#### [PROMPT]
Your answer should consist of the lines in the following data that contain "grass".
(STUDY MATERIAL)
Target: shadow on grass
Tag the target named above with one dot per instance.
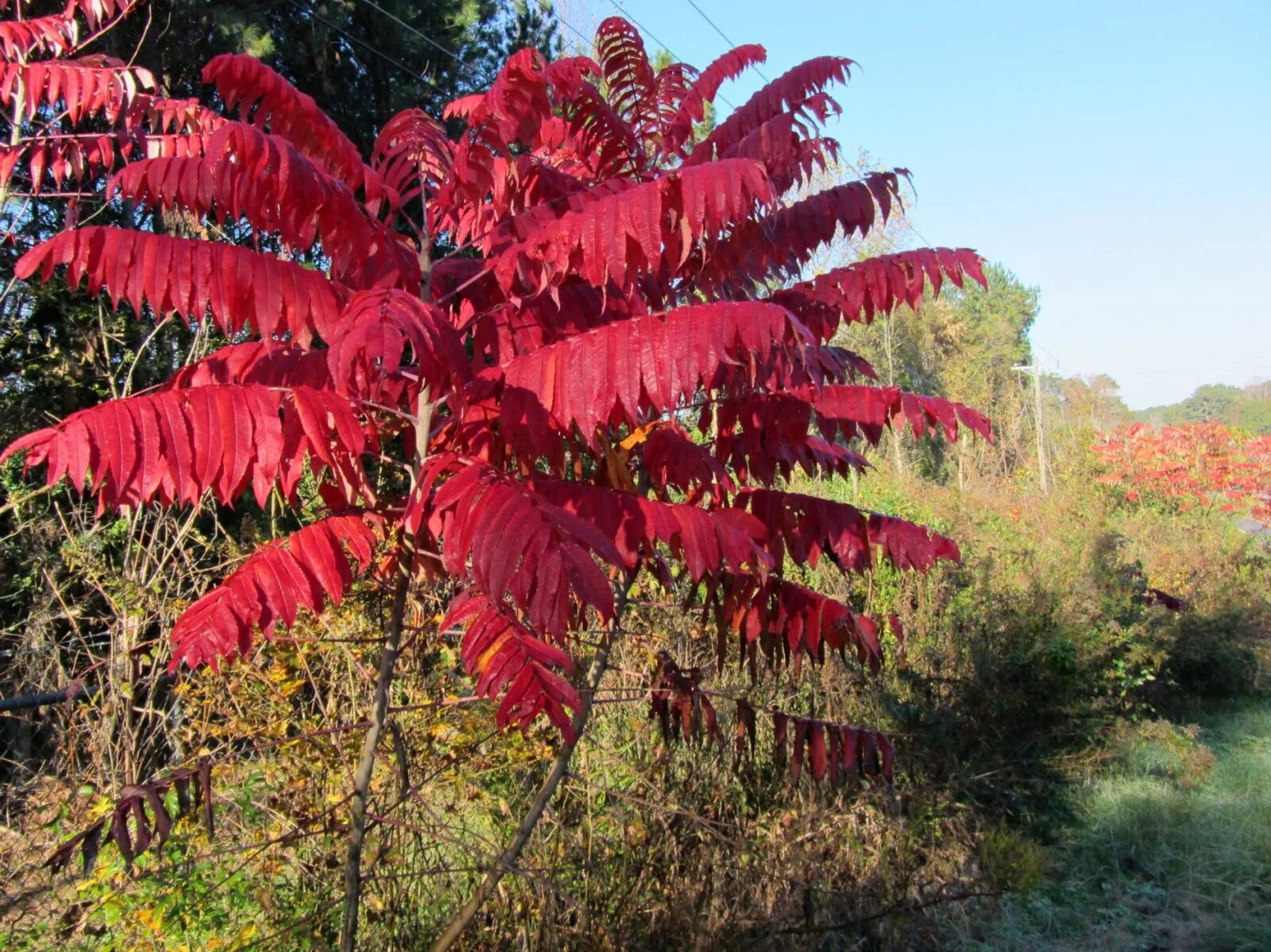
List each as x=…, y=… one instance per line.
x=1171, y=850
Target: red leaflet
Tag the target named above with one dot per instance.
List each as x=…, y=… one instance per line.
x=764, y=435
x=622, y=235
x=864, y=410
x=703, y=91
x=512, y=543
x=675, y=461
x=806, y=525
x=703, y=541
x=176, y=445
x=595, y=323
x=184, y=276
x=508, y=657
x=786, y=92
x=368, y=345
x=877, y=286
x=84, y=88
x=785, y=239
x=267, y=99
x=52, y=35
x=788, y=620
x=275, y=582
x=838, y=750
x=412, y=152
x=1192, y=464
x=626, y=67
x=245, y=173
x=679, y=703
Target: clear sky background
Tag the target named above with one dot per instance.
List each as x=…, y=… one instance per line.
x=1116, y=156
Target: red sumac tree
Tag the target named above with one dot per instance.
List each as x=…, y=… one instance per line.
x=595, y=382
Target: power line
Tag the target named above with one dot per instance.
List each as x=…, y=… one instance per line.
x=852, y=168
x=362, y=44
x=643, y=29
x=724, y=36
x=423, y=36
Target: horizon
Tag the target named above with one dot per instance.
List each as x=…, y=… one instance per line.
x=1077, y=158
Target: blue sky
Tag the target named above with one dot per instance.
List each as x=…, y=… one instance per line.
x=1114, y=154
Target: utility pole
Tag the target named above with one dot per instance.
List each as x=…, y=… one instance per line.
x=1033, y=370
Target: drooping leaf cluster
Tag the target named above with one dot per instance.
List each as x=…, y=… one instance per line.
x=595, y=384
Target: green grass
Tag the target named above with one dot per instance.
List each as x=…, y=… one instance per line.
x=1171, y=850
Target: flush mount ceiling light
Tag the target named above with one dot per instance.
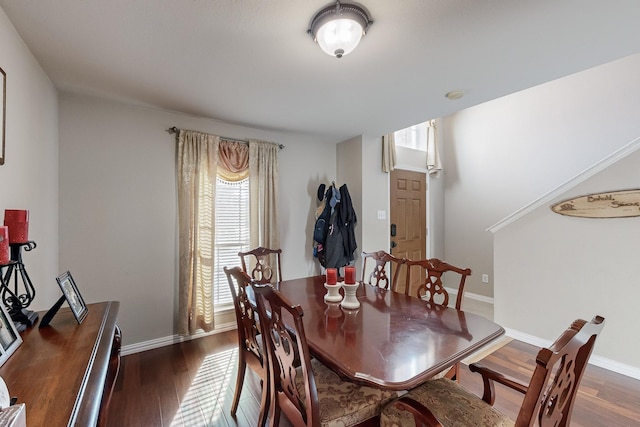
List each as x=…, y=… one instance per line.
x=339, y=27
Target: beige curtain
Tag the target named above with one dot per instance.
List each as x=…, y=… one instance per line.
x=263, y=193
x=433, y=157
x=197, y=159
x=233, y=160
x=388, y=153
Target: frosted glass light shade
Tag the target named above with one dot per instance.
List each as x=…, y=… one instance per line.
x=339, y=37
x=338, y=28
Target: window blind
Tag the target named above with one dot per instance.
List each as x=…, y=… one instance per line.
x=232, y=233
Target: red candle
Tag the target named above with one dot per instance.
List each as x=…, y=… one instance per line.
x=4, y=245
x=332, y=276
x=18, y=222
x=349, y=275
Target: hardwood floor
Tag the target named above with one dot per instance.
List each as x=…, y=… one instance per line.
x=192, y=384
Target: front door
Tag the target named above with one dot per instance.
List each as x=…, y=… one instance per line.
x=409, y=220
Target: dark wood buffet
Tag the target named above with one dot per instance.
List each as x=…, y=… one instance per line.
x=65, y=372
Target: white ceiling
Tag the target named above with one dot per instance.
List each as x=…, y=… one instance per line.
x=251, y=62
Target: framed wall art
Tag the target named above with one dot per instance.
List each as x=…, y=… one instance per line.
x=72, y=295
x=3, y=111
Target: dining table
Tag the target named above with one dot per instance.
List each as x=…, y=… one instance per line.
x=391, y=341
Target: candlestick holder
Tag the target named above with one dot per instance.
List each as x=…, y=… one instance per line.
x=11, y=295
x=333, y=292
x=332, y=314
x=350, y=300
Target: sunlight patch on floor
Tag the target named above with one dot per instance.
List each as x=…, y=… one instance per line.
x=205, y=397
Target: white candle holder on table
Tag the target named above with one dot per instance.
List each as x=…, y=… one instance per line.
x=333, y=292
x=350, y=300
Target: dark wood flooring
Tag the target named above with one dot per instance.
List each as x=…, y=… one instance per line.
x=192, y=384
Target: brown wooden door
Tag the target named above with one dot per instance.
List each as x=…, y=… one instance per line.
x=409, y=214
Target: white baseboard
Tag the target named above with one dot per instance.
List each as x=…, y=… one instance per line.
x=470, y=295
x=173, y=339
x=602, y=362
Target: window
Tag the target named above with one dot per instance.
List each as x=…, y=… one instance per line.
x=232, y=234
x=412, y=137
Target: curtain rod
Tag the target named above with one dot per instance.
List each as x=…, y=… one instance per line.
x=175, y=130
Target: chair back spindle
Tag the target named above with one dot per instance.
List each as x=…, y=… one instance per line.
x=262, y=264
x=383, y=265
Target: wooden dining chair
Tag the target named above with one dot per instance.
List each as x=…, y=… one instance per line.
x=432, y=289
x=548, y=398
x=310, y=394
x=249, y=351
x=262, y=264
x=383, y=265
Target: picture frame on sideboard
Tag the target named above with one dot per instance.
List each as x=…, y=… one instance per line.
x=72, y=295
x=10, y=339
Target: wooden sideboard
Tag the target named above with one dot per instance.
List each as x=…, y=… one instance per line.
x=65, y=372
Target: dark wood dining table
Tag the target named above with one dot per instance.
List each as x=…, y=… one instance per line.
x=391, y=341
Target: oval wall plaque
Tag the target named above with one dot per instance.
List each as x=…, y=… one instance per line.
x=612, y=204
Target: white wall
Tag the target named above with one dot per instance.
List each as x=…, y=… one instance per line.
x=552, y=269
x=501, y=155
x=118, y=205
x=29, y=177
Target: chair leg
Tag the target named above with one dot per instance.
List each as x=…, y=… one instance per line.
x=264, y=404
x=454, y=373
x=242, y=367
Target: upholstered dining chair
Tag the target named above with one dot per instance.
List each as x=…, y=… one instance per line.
(End STUDY MATERIAL)
#### [WRITTEN ANSWER]
Target: shadow on grass
Target: green grass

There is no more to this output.